[[ Material provided, beginning ]]
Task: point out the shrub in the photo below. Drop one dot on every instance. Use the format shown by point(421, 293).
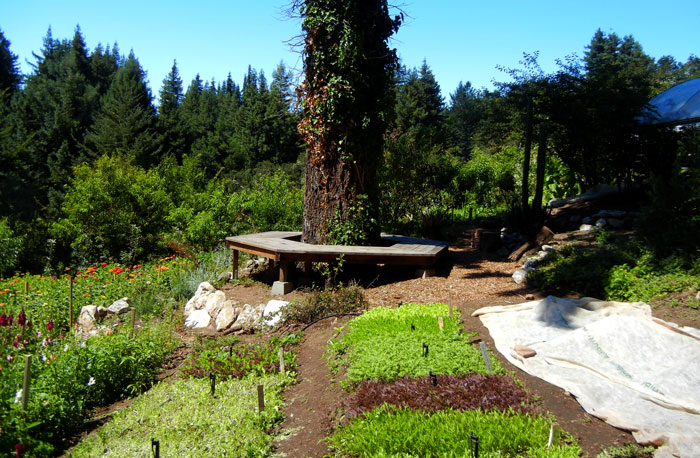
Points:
point(115, 210)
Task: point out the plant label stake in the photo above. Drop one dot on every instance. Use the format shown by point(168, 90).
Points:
point(482, 345)
point(281, 355)
point(70, 303)
point(475, 445)
point(25, 381)
point(133, 322)
point(261, 398)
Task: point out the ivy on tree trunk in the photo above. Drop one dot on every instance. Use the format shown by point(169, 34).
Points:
point(347, 97)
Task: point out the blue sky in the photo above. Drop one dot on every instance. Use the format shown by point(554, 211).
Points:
point(460, 40)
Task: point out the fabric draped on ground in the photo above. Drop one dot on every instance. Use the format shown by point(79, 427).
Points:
point(625, 367)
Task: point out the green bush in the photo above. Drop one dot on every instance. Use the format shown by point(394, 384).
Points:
point(70, 377)
point(114, 210)
point(10, 247)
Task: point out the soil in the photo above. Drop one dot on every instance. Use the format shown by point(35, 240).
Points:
point(467, 279)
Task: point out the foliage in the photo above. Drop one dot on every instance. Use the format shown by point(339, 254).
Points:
point(187, 421)
point(467, 392)
point(239, 361)
point(46, 298)
point(10, 247)
point(114, 209)
point(386, 344)
point(627, 451)
point(71, 376)
point(346, 100)
point(323, 303)
point(383, 433)
point(615, 269)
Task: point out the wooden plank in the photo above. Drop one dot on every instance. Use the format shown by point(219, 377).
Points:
point(284, 246)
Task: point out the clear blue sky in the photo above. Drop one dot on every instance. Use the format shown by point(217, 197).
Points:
point(460, 40)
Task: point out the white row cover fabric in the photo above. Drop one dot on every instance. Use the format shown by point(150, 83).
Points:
point(625, 367)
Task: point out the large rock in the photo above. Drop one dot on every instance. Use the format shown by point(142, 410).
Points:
point(199, 300)
point(250, 316)
point(214, 302)
point(198, 319)
point(87, 320)
point(272, 313)
point(227, 316)
point(120, 306)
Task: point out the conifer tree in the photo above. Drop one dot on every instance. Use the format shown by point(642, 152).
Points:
point(170, 115)
point(125, 124)
point(346, 96)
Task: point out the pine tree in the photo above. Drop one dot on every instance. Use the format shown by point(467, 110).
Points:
point(9, 70)
point(465, 112)
point(126, 123)
point(347, 97)
point(170, 121)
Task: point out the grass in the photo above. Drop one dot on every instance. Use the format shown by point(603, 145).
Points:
point(387, 343)
point(391, 432)
point(188, 422)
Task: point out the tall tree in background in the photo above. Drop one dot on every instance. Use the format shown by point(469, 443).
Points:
point(126, 124)
point(346, 96)
point(170, 114)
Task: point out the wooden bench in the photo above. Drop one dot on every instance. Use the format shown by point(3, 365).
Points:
point(285, 247)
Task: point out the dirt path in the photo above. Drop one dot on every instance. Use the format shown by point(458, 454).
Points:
point(312, 399)
point(467, 281)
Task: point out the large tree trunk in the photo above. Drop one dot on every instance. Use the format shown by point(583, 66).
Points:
point(346, 95)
[[ Material provided, end ]]
_Exercise goal_
A verbatim copy of the records above, without pictures, is required.

_Answer box_
Task: point out the shrub in the photo below. Drop one dot on every instance. Use the format shown by point(421, 293).
Points:
point(115, 210)
Task: point out the plant label stake in the photo above. Drop one dot on every instance. Use the format shown by point(168, 90).
Points:
point(482, 345)
point(281, 355)
point(70, 303)
point(475, 445)
point(25, 381)
point(133, 322)
point(261, 398)
Task: point out the ivy on tree trunk in the photo above. Drop one dot on every instance. Use the format shown by point(169, 34).
Points:
point(347, 97)
Task: point out the blue sky in the photo above. Drop one dot on every instance. Use the format shown by point(554, 211).
Points:
point(460, 40)
Task: point out the fabric draped on ground in the photo above. Drop one dot on every instance. Use the format shown by point(79, 427).
Points:
point(625, 367)
Task: point out the green bush in the photo above. Drop one dot on every instance. Use the format shown by point(394, 384).
Points:
point(70, 377)
point(114, 210)
point(10, 247)
Task: point out the soil in the photo above. Drop one dot on every instance. Use the format shown by point(35, 240).
Points:
point(467, 279)
Task: point out the foliage in the photo above. Drop one dot on every instance. Use the format shown by point(339, 254).
Points:
point(187, 421)
point(467, 392)
point(239, 361)
point(46, 298)
point(10, 247)
point(114, 209)
point(386, 344)
point(627, 451)
point(71, 376)
point(346, 100)
point(323, 303)
point(383, 433)
point(615, 269)
Task: point out the wooden plank in the photo above. Drop one dot on every instance. Use the format shown by point(219, 377).
Points:
point(284, 246)
Task: point out the clear blue sky in the photo above. Drop one dot on every instance. Use the format shown by point(217, 197).
Points:
point(460, 40)
Task: point out the white row cover fabric in the photo above. Drop one dot on every instance. Use the format shown by point(150, 83).
Points:
point(625, 367)
Task: point out the large rock in the photo above. Drop one dot on every instance. Use the format shown by point(142, 410).
Points:
point(199, 300)
point(250, 316)
point(214, 302)
point(198, 319)
point(87, 320)
point(272, 313)
point(227, 316)
point(120, 306)
Task: point out the conifer tree in the photo above. Drop one dot on every instance. Use the format shown by point(642, 152).
Points:
point(170, 115)
point(125, 124)
point(346, 96)
Task: point out the pine tree in the photo above. Drop one dot on every instance. Use the format shown by point(467, 110).
Points:
point(9, 70)
point(465, 112)
point(126, 123)
point(347, 97)
point(170, 121)
Task: point out the grass in the photo above. Drop one dot on every instance. Use the format shown by point(603, 145).
Points:
point(387, 343)
point(391, 432)
point(188, 422)
Task: point out the tall tree in background in the photo above. Drop one dot on every instance. Use the format shown by point(469, 443).
Points:
point(126, 124)
point(346, 96)
point(170, 114)
Task: point out the wooden bench in the photo above. Drop one dot on every instance. Use the format shown by point(3, 365).
Points:
point(285, 247)
Task: point out the dirt path in the photo above. Drop one dot on every instance. Use the format shown by point(458, 454).
Points:
point(312, 399)
point(467, 281)
Task: point out the large tree trunk in the photo above. Drop one dot on every instance. Use the format shown by point(583, 66).
Points:
point(346, 95)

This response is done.